EXCERPT:
* START *

Our first question is from James Fish with Piper Sandler.
Nice bounce back on the top line there. And Todd, welcome to Fastly, looking forward to working with you again. I wanted to start on the sales cycles that you're seeing, particularly for new prospective customers. And obviously, you have some sales and marketing spending going on, but what are you guys seeing with sales cycles on those new prospective customers versus the willingness to consolidate more traffic and security functionality with your existing installed base?
That's a great question, and it's nice to see you again. I appreciate being here. In terms of sales cycle length, we haven't noticed any significant changes recently. However, we have observed some relatively quick sales cycles, particularly with large strategic deals. This is especially true for expansion deals where customers are transitioning from our content delivery services to security and expanding into edge compute. These cycles tend to be much shorter than those for acquiring new logos, which has been beneficial for us as we see growth in those areas. Regarding changes in the sales cycle for new customer logos, we haven't identified any yet, but it's important for us to remain attentive to this.
And then just a follow-up on gross margins. A couple of things. Obviously, some of the colocation companies out there are raising prices just given energy cost increases, particularly in the EMEA region. I guess, how is that impacting your gross margin for the next year or so? Or what are you guys seeing on that end? And at what point should we be through kind of the duplicative sites headwinds that you guys are, I'll say, self-creating?
Yes. We've observed changes in the power sector, particularly in Europe. We are aware of the situation, but we maintain strong relationships with our providers, which will help us manage it. As we grow, we are also improving our pricing. We've successfully reduced our bandwidth costs, and I expect this trend to continue. This effort extends beyond bandwidth as we are currently intensifying our focus on all areas of revenue costs to enhance our margins. This quarter showed excellent results, and I believe we have a significant opportunity to maintain this momentum, which is essential for our success. You will continue to see a strong emphasis on this aspect. We have opportunities with peering and utilizing our infrastructure and network more efficiently to boost our margins, even if we encounter some additional costs related to energy usage. Would you like to add anything?
The only thing I'd add, and I think to Todd's point, we're seeing good improvement constantly around bandwidth, managing our CapEx, helping on depreciation. Bandwidth and depreciation are kind of the biggest drivers of our cost of revenue, with colocation being a little bit smaller. So that tends to help against some of the increases we're seeing from the colocation providers.
The next question is from Frank Louthan with Raymond James.
I apologize for the audio issues. It's great to connect with you, Todd. Could you provide us with more details about the tech upgrade and the gross margin? Just to clarify, was the 200 basis points of pressure related to GAAP or non-GAAP? Is there a possibility that this will extend into next year? Also, could you share what you've observed regarding pricing, revenue trends, and how pricing is performing in the current market?

* END *

MATERIAL SUPPLIED:
* START *

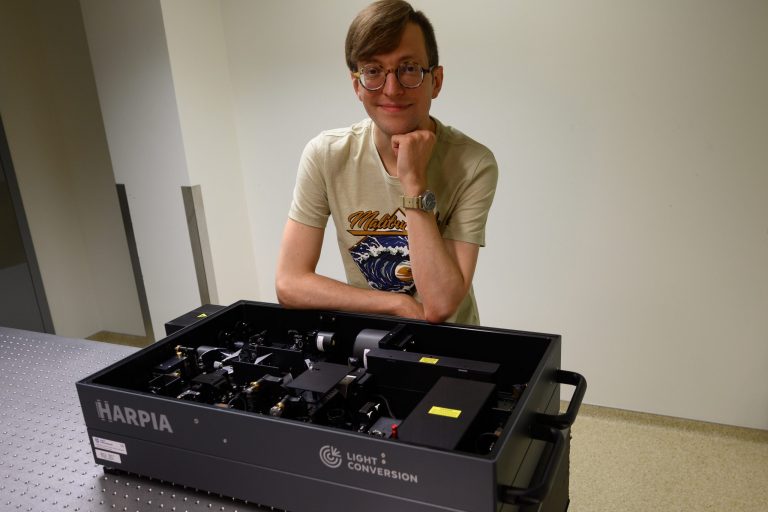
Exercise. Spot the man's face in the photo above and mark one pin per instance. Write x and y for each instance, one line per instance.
(395, 109)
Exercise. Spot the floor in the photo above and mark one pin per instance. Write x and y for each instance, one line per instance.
(624, 461)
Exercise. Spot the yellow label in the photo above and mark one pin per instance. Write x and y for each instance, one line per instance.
(444, 411)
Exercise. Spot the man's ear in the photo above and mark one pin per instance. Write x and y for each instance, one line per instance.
(356, 86)
(437, 81)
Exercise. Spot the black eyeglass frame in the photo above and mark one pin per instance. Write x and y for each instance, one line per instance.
(358, 74)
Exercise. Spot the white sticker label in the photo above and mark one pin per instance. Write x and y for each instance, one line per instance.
(111, 457)
(106, 444)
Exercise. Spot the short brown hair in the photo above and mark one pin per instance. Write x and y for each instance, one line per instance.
(379, 27)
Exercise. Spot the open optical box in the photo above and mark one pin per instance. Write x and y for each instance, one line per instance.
(320, 411)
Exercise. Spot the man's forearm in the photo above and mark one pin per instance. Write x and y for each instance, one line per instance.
(438, 275)
(314, 291)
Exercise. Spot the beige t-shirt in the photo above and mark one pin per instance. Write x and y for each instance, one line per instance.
(341, 174)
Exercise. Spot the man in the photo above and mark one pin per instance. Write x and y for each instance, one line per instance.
(409, 196)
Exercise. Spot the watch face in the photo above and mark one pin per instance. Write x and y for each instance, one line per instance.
(428, 201)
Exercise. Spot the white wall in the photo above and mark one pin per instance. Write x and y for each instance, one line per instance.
(200, 68)
(135, 86)
(631, 210)
(56, 138)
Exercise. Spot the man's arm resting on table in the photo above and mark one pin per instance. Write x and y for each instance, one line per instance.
(299, 286)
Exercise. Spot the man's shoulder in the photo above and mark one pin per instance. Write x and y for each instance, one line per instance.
(456, 140)
(351, 133)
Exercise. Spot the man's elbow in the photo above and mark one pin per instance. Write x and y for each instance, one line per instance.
(285, 289)
(438, 314)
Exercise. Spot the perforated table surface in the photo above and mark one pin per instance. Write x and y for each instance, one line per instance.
(46, 462)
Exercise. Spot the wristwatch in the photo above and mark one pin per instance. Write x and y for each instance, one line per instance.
(425, 201)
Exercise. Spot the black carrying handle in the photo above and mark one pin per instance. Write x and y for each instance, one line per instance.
(550, 428)
(538, 491)
(565, 420)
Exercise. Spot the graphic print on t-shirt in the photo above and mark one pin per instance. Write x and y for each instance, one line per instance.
(382, 252)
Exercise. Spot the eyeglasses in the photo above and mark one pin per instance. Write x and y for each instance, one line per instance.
(409, 74)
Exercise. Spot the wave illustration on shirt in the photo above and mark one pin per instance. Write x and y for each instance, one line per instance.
(385, 262)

* END *

DIRECTIONS: Continue the Fastly earnings call transcript, picking up right after its last line.

TASK RESPONSE:
Yes. So I'll start on the 200 basis points in pricing. I think the 200 basis points that we saw in Q2 was sort of a one-time event. The duplication associated with our architecture migration was largely completed in the first half, as we planned. So that's really driving some of the Q3 improvements. And then I think as you look to Q4, you get a little benefit from the revenue accretion you see in Q4, as well as, as we indicated, we saw some improvements in our bandwidth pricing that we'll actually see that benefit for the full quarter in Q4. So that's why what's really the drivers behind the couple of hundred basis point improvement we'll see going into Q4. And then I think on pricing, we really haven't seen any meaningful changes in the quarter, positive or negative compared to the prior quarter.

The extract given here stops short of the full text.